**LIST OF TASKS**:
• 1. In the passage on Jefferson and public education, rewrite the section that begins at the words "Hartmann argues that" and stops after "I might add.", replacing "public education" with "civic learning".
• 2. According to the passage on Jefferson and public education, which university did Jefferson start?
• 3. Extend the passage on Jefferson and public education past its final sentence.

##### DOCUMENT #####

So now, thanks to the war on education that began with Ronald Raegan, we have come to that remote period in time Jefferson was concerned about. Our leaders, ignorant of or ignoring the history of this nation’s founding, make a parody of liberty and flaunt their challenges even to those rights explicitly defined in the Constitution. And, perhaps worse, they allow monopolistic corporations to do the same.

Our best defense against today’s pervasive ignorance about American history and human rights is education, a task that Jefferson undertook in starting the University of Virginia to provide a comprehensive and free public education to all capable students. A well-informed populace will always preserve liberty better than a powerful government, a philosophy which led the University of California and others to once offer free education to their states’ citizens.

As Jefferson noted in that first letter to Madison: “And say, finally, whether peace is best preserved by giving energy to the government, or information to the people. This last is the most certain, and the most legitimate engine of government. Educate and inform the whole mass of the people. Enable them to see that it is their interest to preserve peace and order, and they will preserve them…. They are the only sure reliance for the preservation of our liberty.”

Hartmann argues that the erosion of constitutional and natural rights we’ve seen in the last couple of decades would not have been possible had not public education been undermined along with them. Nor might we have seen the spread of authoritarian and Dominionist ideology, I might add.

##### DATA PROVIDED #####

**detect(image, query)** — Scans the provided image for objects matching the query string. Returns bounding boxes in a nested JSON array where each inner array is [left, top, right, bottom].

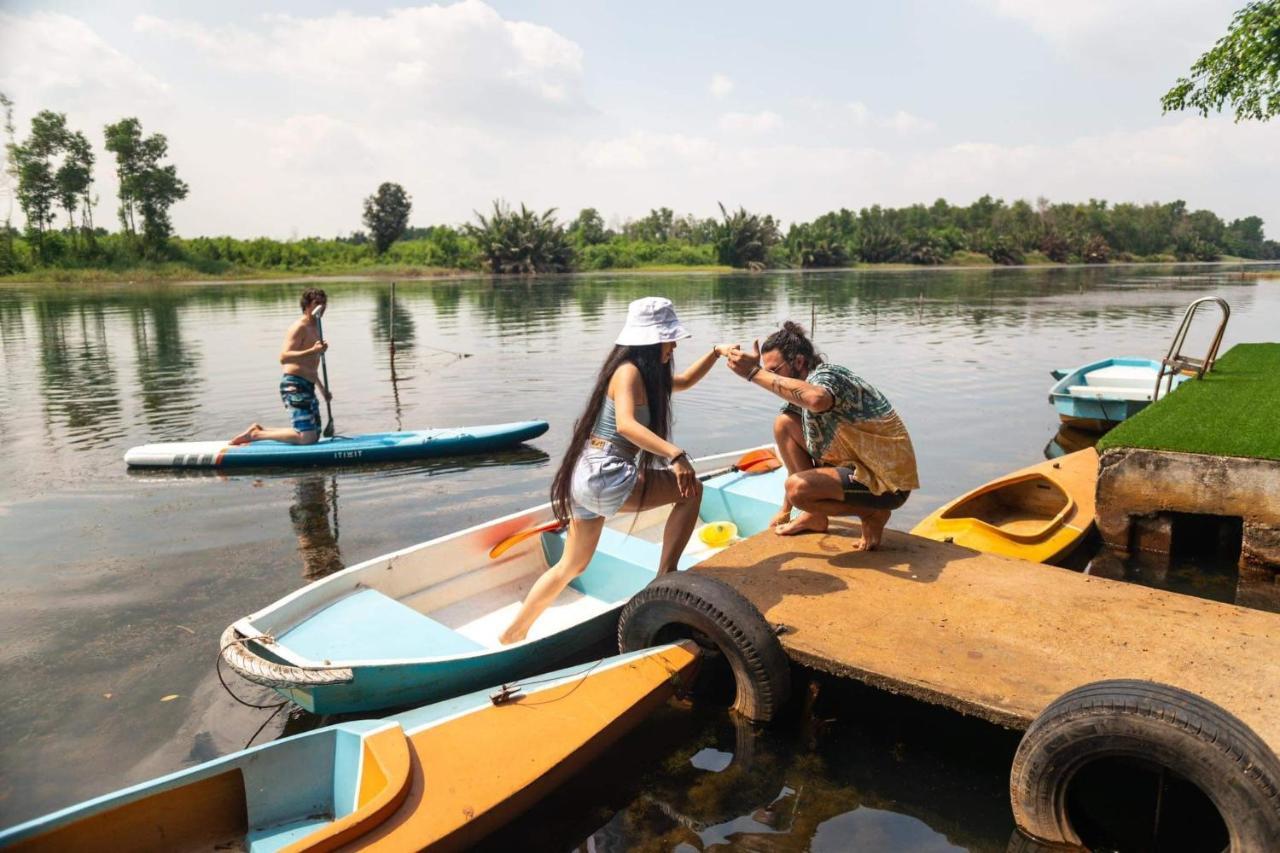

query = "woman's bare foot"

#####

**THE REPLIES**:
• 1.
Hartmann argues that the erosion of constitutional and natural rights we’ve seen in the last couple of decades would not have been possible had not civic learning been undermined along with them. Nor might we have seen the spread of authoritarian and Dominionist ideology, I might add.

• 2. The University of Virginia.

• 3.
On Tuesday, Digby cited a Public Policy Polling survey in which 57 percent of Republicans “support establishing Christianity as the national religion.” Another piece by Ed Kilgore quotes Nevada rancher Cliven Bundy, speaking before a gathering of “constitutional conservatives.” Bundy asks the crowd, “If our (U.S.) Constitution is an inspired document by our Lord Jesus Christ, then isn’t it scripture?” A chorus from the crowd answers, “Yes.”

They probably weren’t polled by PPP, but they seem to fit the profile.

My wife and I attended a graduation ceremony awhile back at a private, evangelical high school in north Georgia. They began by pledging allegiance to the U.S. flag, followed by a pledge of allegiance to the “Christian flag.” We looked at each other — WT? Wouldn’t it have shortened the program to just combine the two? Efficiency, and all that. For some of your neighbors, that is the program.